Segment Start: SOURCE MATERIAL
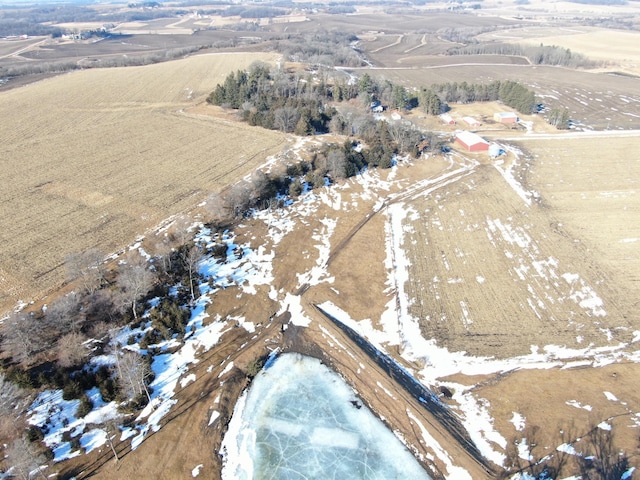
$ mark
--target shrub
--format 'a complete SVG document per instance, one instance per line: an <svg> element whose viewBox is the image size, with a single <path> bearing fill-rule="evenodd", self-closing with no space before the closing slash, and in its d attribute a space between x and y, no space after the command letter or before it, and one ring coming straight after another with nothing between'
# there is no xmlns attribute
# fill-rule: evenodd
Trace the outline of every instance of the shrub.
Segment End: SOURCE MATERIAL
EXERCISE DIRECTIONS: Transcribe, without alteration, the line that contains "# there is no xmlns attribute" together with all lines after it in the listing above.

RESULT BELOW:
# there is no xmlns attribute
# fill-rule: evenodd
Trace the outline of every instance of the shrub.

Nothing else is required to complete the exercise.